» **EXTRAIT**:
------------------------------------------------------------------------
Quand on l’observe depuis la Corniche, niché entre deux falaises calcaires, avec ses cabanons colorés et ses pointus amarrés à la file, le Vallon des Auffes offre un tableau figé, ou presque. Pourtant, derrière son image idyllique, ce petit port vit et se transforme : entre traditions maritimes, pression immobilière et afflux touristique, des habitants essayent de préserver l’âme du lieu, tout en s’adaptant.
En ce vendredi des vacances de Pâques, le thermomètre affiche à peine 14 degrés, mais les terrasses sont déjà pleines. Sur celle du bar à tapas Viaghji di Fonfon, les conversations s‘entremêlent en français, en anglais, en néerlandais, valises posées contre les mange-debout. “Dès que les beaux jours arrivent, c’est le défilé. J’entends cinq ou six langues différentes par jour”, raconte Jean-Pierre Jativa en raccommodant un filet de pêche. Il ne vit pas au vallon, mais travaille pour l’un des quatre derniers pêcheurs professionnels encore en activité ici. Quatre seulement, là où, “il y a quelques années, une vingtaine de bateaux sortaient quotidiennement en mer, raconte Charles Cieussa. Maintenant, la plupart des 104 places au port sont occupées par des plaisanciers. Les pointus en bois sont remplacés par des coques en plastique.”
------------------------------------------------------------------------
[Données sources]
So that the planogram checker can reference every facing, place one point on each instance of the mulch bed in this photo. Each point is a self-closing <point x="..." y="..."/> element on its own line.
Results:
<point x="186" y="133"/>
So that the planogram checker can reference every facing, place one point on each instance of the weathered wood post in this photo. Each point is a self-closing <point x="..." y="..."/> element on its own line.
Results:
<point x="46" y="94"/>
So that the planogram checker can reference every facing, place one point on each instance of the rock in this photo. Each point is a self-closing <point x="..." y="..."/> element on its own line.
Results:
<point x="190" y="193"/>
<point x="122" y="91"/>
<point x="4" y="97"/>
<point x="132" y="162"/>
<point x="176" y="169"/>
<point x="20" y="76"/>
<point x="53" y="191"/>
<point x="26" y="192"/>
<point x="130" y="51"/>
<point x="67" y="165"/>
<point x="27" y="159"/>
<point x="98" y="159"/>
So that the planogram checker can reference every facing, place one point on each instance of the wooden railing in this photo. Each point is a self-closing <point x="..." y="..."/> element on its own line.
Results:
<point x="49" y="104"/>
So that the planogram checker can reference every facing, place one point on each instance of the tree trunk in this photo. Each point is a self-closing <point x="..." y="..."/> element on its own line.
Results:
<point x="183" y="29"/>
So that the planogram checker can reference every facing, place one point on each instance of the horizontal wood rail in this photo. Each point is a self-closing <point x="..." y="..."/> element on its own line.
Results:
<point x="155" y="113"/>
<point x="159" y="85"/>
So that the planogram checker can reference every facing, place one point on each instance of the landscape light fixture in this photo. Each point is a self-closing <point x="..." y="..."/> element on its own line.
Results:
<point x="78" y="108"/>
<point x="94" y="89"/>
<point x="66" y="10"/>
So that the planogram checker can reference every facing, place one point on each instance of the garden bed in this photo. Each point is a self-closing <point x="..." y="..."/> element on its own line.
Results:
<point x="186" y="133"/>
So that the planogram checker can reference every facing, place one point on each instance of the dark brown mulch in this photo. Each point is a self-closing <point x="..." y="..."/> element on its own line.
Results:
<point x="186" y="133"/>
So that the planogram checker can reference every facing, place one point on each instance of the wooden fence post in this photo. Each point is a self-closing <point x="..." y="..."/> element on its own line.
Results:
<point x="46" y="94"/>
------------------------------------------------------------------------
» **À TRAITER**:
1 - D'après l'extrait sur le Vallon des Auffes, combien de pêcheurs professionnels y sont encore en activité ?
2 - Poursuivez l'extrait sur le Vallon des Auffes à partir de sa dernière phrase.
Les entrées n'ont aucun lien avec l'extrait.

» **RÉPONSES**:
1 - Quatre pêcheurs professionnels y sont encore en activité.

2 -
Charles, président de l’Amicale des pêcheurs plaisanciers (APPVA), est l’un des doyens du quartier. “Quand le palais du Pharo a été construit, les pêcheurs de l’anse ont été déplacés ici. Puis sont arrivés les Génois, saisonniers au départ, dont certains ont fini par s’installer”, explique-t-il. Lui-même descend de ces lignées de marins venus de la côte ligure italienne, et vit dans le cabanon familial au bord de l’eau. C’est ainsi que le lieu s’est façonné, ancré aux traditions maritimes et dont il tient même son nom : l’aufo, en provençal, était la plante traditionnellement utilisée pour confectionner les cordages des navires.
Entre le manège incessant des camions de livraison, des riverains tentant de se garer et des terrasses bondées, le Vallon des Auffes d’aujourd’hui n’a plus grand-chose en commun avec celui qu’il a connu avec son ami d’enfance René Rossi. Petit, ils profitaient de la “piscine naturelle” du vallon, tandis que leurs camarades de classe partaient en colonie de vacances. “On passait l’été en maillot de bain, pieds nus, à pêcher aux moules. On était dans l’eau 15 heures par jour, se souvient René. Il y avait une boulangerie, deux épiceries, même un salon de coiffure. Aujourd’hui, il reste surtout des restaurants. Le dernier commerce de proximité a fermé il y a dix ans.”
Ce qui tient encore le vallon à son identité originelle, c’est la poignée d’irréductibles pêcheurs. Anthony Grondona est l’un d’entre eux. Cinquième génération de marins, il sort chaque matin à bord du Jean G. “C’est mon arrière-arrière-grand-père qui a construit les premiers cabanons ici”, affirme-t-il. Le premier, la Cagnia, sert encore de réserve pour le matériel. À quai, Anthony trie les saupes, rougets, rascasses, lottes et poulpes, que sa mère vend sur le Vieux-Port et qu’il livre aux restaurants du coin.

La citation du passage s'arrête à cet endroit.